> **Task goal**
Every line from the one with "of the blonde" to the one with "the scissor blade.", including those two, is to be copied exactly; all other lines of the entries below are left out.

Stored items
BEGIN
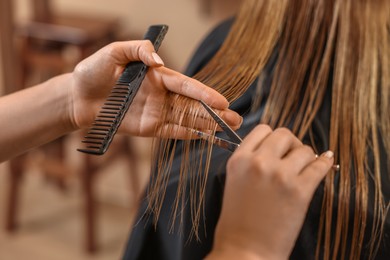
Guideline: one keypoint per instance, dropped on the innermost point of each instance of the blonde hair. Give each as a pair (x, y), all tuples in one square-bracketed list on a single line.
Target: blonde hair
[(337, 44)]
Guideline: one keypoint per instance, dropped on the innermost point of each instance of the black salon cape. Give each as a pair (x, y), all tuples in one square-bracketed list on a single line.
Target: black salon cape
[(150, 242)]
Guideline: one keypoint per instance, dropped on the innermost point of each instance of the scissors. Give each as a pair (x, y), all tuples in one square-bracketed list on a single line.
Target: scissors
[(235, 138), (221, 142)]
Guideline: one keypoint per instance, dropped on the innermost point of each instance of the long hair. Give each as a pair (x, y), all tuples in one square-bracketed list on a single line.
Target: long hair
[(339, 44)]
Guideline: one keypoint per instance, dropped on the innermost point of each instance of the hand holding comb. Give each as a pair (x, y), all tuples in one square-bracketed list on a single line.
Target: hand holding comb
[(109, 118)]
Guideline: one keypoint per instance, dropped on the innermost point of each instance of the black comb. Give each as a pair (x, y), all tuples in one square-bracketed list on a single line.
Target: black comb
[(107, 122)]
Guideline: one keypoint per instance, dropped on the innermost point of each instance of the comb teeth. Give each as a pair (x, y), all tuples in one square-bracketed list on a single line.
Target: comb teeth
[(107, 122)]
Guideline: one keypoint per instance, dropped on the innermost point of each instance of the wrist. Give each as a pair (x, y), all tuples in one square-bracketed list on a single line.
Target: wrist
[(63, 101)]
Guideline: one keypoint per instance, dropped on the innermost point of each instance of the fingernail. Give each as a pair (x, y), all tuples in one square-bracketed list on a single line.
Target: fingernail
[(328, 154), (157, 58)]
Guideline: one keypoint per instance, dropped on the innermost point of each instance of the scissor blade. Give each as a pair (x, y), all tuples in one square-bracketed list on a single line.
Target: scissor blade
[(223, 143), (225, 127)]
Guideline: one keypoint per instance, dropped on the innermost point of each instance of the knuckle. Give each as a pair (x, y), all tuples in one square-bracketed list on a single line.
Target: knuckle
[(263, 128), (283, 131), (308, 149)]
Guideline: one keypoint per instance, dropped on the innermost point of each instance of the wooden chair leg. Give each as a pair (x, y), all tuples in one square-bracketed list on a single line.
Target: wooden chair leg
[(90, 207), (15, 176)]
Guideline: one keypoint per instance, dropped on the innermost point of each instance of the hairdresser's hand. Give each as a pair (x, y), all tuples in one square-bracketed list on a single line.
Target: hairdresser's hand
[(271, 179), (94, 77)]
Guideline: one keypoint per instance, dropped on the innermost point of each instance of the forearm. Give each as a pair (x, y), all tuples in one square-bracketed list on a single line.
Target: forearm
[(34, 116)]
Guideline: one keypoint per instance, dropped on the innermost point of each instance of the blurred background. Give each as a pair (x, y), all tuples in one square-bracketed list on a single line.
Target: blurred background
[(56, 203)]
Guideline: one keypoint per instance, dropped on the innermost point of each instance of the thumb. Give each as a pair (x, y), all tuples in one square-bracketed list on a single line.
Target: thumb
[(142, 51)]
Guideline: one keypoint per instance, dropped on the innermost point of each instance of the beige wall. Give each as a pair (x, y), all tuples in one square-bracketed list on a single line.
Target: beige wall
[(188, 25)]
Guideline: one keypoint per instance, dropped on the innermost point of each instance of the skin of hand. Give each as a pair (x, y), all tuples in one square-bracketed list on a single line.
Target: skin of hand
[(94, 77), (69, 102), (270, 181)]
END
BEGIN
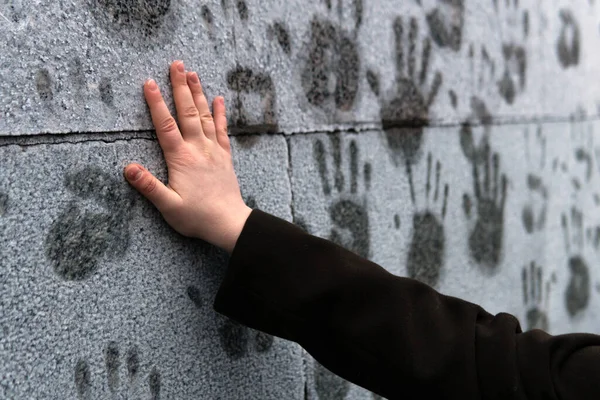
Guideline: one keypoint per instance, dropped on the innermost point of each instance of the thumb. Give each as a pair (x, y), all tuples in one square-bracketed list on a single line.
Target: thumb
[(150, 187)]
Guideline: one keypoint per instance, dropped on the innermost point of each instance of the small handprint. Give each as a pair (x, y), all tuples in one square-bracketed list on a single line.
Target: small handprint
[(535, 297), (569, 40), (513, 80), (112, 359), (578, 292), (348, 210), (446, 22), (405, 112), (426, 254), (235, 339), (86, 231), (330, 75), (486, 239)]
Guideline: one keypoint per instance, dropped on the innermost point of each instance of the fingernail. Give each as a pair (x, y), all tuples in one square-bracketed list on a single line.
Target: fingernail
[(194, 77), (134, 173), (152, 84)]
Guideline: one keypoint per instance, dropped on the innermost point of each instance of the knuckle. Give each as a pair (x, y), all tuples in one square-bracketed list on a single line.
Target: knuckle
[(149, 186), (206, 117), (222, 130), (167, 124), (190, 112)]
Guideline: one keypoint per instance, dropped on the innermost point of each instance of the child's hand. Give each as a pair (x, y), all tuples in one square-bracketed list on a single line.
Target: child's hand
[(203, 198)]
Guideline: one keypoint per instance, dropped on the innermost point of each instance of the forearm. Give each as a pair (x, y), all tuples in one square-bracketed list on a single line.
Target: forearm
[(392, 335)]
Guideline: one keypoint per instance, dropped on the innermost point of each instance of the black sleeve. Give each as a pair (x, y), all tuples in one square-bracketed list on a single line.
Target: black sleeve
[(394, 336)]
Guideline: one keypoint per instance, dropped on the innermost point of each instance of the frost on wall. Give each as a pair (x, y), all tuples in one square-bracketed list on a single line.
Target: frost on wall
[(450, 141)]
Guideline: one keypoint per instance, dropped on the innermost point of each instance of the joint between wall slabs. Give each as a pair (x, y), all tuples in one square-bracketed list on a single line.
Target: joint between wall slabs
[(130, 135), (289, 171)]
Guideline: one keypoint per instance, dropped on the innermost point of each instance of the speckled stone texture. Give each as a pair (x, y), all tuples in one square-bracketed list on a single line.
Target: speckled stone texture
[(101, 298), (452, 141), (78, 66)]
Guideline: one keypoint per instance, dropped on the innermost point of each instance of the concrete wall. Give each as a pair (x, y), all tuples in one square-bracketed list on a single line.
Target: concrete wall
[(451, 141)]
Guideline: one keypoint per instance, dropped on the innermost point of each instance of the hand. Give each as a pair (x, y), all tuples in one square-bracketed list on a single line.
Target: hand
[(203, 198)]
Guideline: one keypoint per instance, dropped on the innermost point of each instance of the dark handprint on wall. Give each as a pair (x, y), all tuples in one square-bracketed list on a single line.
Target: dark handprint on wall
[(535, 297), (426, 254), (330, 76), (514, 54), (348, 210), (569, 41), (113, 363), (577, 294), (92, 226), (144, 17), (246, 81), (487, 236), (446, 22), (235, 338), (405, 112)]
END
> **Solved exercise**
Guideline: one keypoint per instance, dropped on the innermost point of each instance of the blonde hair. Give each as a pair (x, y), all tuples in one square-bracketed list on a single line.
Target: blonde hair
[(337, 44)]
Guideline: one keypoint per instance, dropped on the innermost point of each instance of the black salon cape. Give each as a pair (x, y), all tuples in one square-bracketed list on a single line.
Target: black salon cape
[(150, 242)]
Guideline: one keypoint per instance, dropped on the innermost point of each instance of the scissors. Give each as a pair (x, y), all tuples in one square-bracketed list on a single line.
Target: scissors
[(235, 138), (221, 142)]
Guideline: one keypoint per instance, dropped on the innermost point of each instance of the long hair. Give each as a pair (x, y), all tuples in one square-bracketed list on a single line.
Target: long hair
[(339, 44)]
Guideline: one keypoint per instance, dropped on the innermost point of each instance of the hand holding comb. Give each as a pair (x, y), all tuples in one square-bracketed list on a single line.
Target: hand holding comb
[(109, 118)]
Guideline: one keypoint per instance, dropped on the innermost point of each instance of the black comb. Give each as a pair (x, y), all tuples in one square-bracketed list on a single line.
Target: black comb
[(107, 122)]
Guideline: one keypoint per instance, dropped on the innermost point of each instance of the comb teeth. Give each as a pair (x, y), all tuples in one square-bracketed list on a single line.
Target: comb teeth
[(107, 122)]
Guideline: one keypoint per instance, dropped on the innermost point of each instance of the wrist. Give each as a pair (x, y), all tuples in one square-bracketed list on a single line.
Target: wrist
[(63, 101)]
Guideline: one keypoint per instance, dropped on the innermost point of each instance of the fingernail. Give each as a pair (x, y), all tuples in one square-bracketed list on a single line.
Target: fingernail
[(328, 154), (157, 58)]
Guideline: one keypoint per instance, dropped on the innermost point of each instance of the scissor blade. Give each as a pair (x, y), all tuples in one square-bracketed list on a single line.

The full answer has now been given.